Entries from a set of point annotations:
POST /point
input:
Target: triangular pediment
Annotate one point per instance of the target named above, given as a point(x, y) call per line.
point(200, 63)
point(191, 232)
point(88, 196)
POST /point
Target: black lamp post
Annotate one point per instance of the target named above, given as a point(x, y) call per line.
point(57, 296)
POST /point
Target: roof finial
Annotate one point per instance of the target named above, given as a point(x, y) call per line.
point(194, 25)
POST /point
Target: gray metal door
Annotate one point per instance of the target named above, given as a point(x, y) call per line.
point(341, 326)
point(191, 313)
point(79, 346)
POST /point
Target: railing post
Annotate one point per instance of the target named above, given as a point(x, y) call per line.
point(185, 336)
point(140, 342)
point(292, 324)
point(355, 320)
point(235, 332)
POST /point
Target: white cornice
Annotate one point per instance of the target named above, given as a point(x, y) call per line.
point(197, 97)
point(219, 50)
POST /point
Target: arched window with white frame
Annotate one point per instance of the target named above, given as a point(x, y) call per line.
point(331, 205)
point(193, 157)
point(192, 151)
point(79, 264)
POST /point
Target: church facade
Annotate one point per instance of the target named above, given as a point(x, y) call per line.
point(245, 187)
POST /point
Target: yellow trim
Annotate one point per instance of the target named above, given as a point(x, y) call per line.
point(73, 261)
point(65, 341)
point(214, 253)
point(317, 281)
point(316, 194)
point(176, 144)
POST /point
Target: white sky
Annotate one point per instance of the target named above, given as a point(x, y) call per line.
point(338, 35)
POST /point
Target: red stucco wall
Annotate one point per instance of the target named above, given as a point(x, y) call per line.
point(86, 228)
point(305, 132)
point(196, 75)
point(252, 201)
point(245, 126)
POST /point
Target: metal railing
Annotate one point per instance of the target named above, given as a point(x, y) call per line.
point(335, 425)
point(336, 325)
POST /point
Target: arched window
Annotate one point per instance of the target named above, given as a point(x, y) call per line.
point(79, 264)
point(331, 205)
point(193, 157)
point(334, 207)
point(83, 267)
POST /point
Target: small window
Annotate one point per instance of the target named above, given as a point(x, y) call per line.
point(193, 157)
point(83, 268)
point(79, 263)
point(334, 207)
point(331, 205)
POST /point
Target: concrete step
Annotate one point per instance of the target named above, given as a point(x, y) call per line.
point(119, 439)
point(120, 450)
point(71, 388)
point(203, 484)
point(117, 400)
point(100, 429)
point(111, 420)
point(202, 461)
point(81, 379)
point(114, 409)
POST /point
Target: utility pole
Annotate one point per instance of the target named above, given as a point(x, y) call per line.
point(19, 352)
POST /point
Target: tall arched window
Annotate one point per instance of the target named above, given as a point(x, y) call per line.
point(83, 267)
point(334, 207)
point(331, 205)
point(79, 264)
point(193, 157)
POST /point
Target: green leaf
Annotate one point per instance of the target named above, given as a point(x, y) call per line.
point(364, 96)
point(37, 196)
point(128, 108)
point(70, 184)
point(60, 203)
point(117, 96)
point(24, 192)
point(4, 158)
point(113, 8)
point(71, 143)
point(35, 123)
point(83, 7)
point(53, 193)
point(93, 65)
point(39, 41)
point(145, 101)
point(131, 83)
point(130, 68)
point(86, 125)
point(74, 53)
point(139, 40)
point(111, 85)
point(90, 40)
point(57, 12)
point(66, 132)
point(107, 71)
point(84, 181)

■ Task instructions ■
Reproduce the entire listing above word for word, from the first line to the last.

■ Result ■
POST /point
input:
Target: triangular pediment
Annotate one point per instance of the target named above, given as a point(x, y) call per line.
point(200, 63)
point(191, 232)
point(88, 196)
POST /point
Target: black lamp post
Annotate one point per instance of the target named above, given as a point(x, y) call per line.
point(57, 296)
POST /point
Target: roof finial
Annotate one point per instance of the target named above, given as a point(x, y) call per line.
point(194, 25)
POST /point
Target: gray metal door
Annotate one point per instance of the target named above, given as a point(x, y) call per line.
point(341, 326)
point(191, 313)
point(79, 346)
POST /point
Target: railing post
Annotate one point per instance of the target named above, given as a point(x, y) call per line.
point(185, 336)
point(140, 342)
point(292, 324)
point(355, 320)
point(235, 332)
POST /point
Target: white cornice
Annotate one point per instance of the target named above, given as a point(x, y) call per line.
point(197, 97)
point(219, 50)
POST /point
Target: arched window with white frame
Annotate one point per instance of the target named above, given as a point(x, y) call per line.
point(331, 205)
point(193, 157)
point(192, 151)
point(79, 264)
POST /point
Target: church facade
Annotate one point per instance of the target named above, given as a point(x, y) call per line.
point(245, 187)
POST /point
Target: yellow trim
Annotate one point per instance of the target named above, given as a point(x, y) call per line.
point(73, 261)
point(65, 341)
point(214, 253)
point(317, 281)
point(316, 194)
point(176, 144)
POST /point
Target: white sky
Annotate one point per instance of the target named above, given as a point(x, y) call per line.
point(338, 35)
POST /point
Target: red stucco wall
Annotate one point per instance of the target named above, given as a point(x, y) call per line.
point(86, 228)
point(305, 132)
point(196, 75)
point(252, 201)
point(245, 126)
POST /point
Target: metal railing
Annotate one point per instance of the target named above, given as a point(x, y) call per line.
point(335, 425)
point(336, 325)
POST /point
Target: arched window
Annotate one point per instance of the target named above, given as a point(x, y) call per line.
point(79, 264)
point(331, 205)
point(193, 157)
point(334, 207)
point(83, 267)
POST /point
Target: small window
Annotate one point per instance of the target named above, given as a point(x, y) call per line.
point(193, 157)
point(83, 268)
point(79, 263)
point(334, 207)
point(331, 205)
POST /point
Target: concrete step
Annotate one point per instance of the target named above, given as a point(x, y) call per line.
point(119, 439)
point(120, 450)
point(71, 388)
point(203, 484)
point(117, 400)
point(100, 429)
point(111, 420)
point(202, 461)
point(81, 379)
point(114, 409)
POST /point
Target: utility pole
Annotate one point per instance of the target named above, given as a point(x, y) call per line.
point(19, 352)
POST /point
Target: tall arched window
Annotate one point per instance of the target named above, given as a point(x, y) call per line.
point(83, 267)
point(334, 207)
point(331, 205)
point(79, 264)
point(193, 157)
POST /point
Target: green leaf
Annotate one point per instance of the target named above, given as a point(x, y) call per line.
point(364, 96)
point(37, 196)
point(128, 108)
point(70, 184)
point(60, 203)
point(117, 96)
point(24, 192)
point(4, 158)
point(113, 8)
point(71, 143)
point(35, 123)
point(83, 7)
point(53, 193)
point(93, 65)
point(39, 41)
point(145, 101)
point(131, 83)
point(130, 68)
point(86, 125)
point(74, 53)
point(139, 40)
point(111, 85)
point(90, 40)
point(57, 12)
point(66, 132)
point(107, 71)
point(84, 181)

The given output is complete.